» COMPLETE THE FOLLOWING
1. In the article on the sitcom Back to You, how many years does Chuck spend away before returning to Pittsburgh?
2. Pick up the article on the sitcom Back to You after its final sentence and keep writing it.

» PASSAGE PROVIDED
- Genre: Sitcom
- Created by: Christopher Lloyd; Steven Levitan;
- Directed by: James Burrows
- Starring: Kelsey Grammer; Patricia Heaton; Ayda Field; Laura Marano; Lily Jackson; Josh Gad; Ty Burrell; Fred Willard;
- Theme music composer: Adam Anders
- Composer: Paul Buckley
- Country of origin: United States
- Original language: English
- No. of seasons: 1
- No. of episodes: 17

Production
- Executive producers: Christopher Lloyd; Steven Levitan; James Burrows; Kelsey Grammer;
- Producer: Maggie Randell-Blanc
- Production locations: Pittsburgh,; 20th Century Fox Studios,; Los Angeles, CA;
- Editor: Ron Volk
- Camera setup: Multi-camera
- Running time: 30 minutes
- Production companies: Picture Day Productions; 20th Century Fox Television;

Original release
- Network: Fox
- Release: September 19, 2007 – May 14, 2008

= Back to You (TV series) =

American television sitcom (2007–2008)

Back to You is an American sitcom that was produced by Picture Day Productions and 20th Century Fox Television and aired on Fox from September 19, 2007, to May 14, 2008. The creators and executive producers were Christopher Lloyd and Steven Levitan, and the director was James Burrows. The series starred Kelsey Grammer and Patricia Heaton as squabbling anchors of a news program.

==Plot==
Chuck Darling (Grammer) and Kelly Carr (Heaton) were co-anchors of Pittsburgh news program WURG News 9 that had great on-screen chemistry, despite constant quarreling off-screen. However, Chuck left to take a job elsewhere. After an embarrassing comment he makes results in his dismissal from a large market LA newscast, Chuck returns to Pittsburgh after 10 years to become an anchor on the newscast he originally left. Chuck also learns that he is the father of Carr's 10-year-old daughter. Their daughter, Gracie, turns 11 years old in the episode, "Something's Up There".

» DATA EXTRACT
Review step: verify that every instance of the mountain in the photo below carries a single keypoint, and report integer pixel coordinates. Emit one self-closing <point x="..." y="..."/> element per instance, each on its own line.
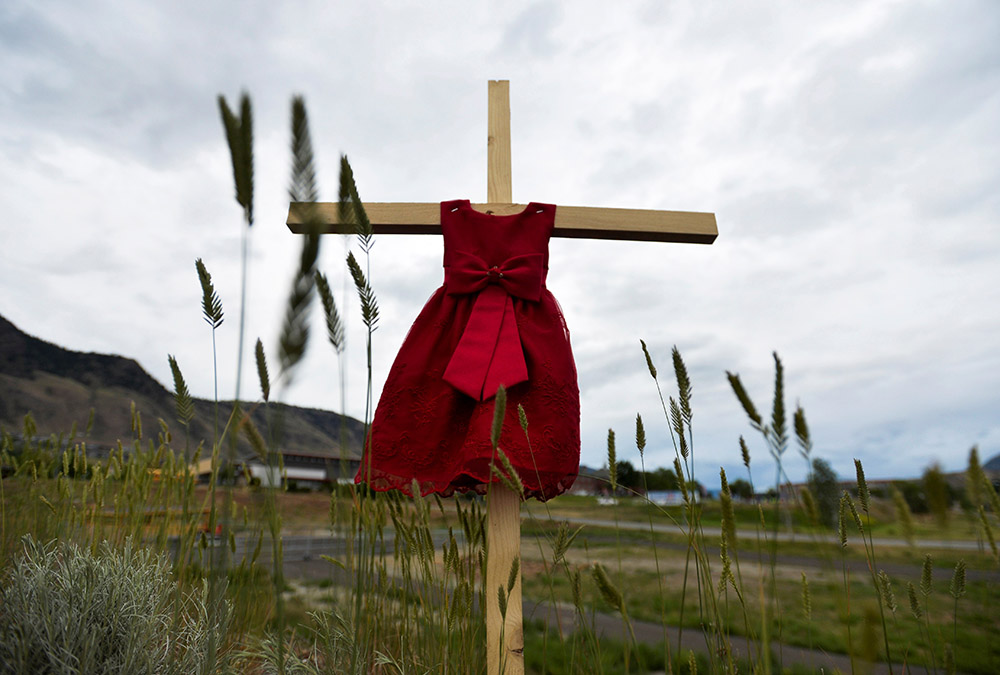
<point x="60" y="387"/>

» OUTPUTS BY TASK
1. 10 years.

2.
==Characters==
- Chuck Darling (Kelsey Grammer) is the co-anchor at WURG-TV, News 9, and also the former co-anchor of WURG until New Year's Eve 1996, until he left for a better job, moving through different markets before finally moving to an anchor job in Los Angeles. Ten years later, he made a curse-filled outburst towards a co-worker, Darcy Tanner, which became a massive YouTube sensation. He has now returned to WURG-TV and is once again co-anchor with Kelly Carr. He later finds out he has a child with Kelly named Gracie, a result of a one-night stand the night before he left. He and Gracie get along well, and despite the fact that Gracie is oblivious to his paternity, it seems that Chuck has passed on some of his personality traits to his daughter, which include their mutual dislike for Kelly. He was raised in Greenwich, Connecticut.
- Kelly Marsha Carr (Patricia Heaton) is Chuck's co-anchor, and was formerly until New Year's Eve 1996 when he left WURG. As a result of getting drunk while doing a report on drunk driving, and later having sex with Chuck, she now has a daughter she conceived with him. When Chuck returned, she wasn't happy, taking every chance to get angry with him. She revealed that her daughter Gracie is in fact Chuck's child.
- Montana Diaz Herrera (real name Sally Lerner) (Ayda Field) was WURG's purportedly Latina weatherwoman until episode 13 when she was fired. Montana isn't the most well-educated person, but she will do a lot to make sure people in power like her. She also has a difficulty pronouncing "Monongahela". Her name has disappeared from the credits as of episode 10, because in the plot line for episode 13, she was fired. It is revealed her real name is Sally Lerner. She pretended to be Hispanic because most stations "only wanted to hire minorities." She chose the alias Montana because it was where she used to ice skate, and she chose Diaz Herrera only after mistaking it for "Happy Days" in Spanish. It has been alluded that she is Marsh's daughter. Montana/Sally's mother is named Louise Lerner.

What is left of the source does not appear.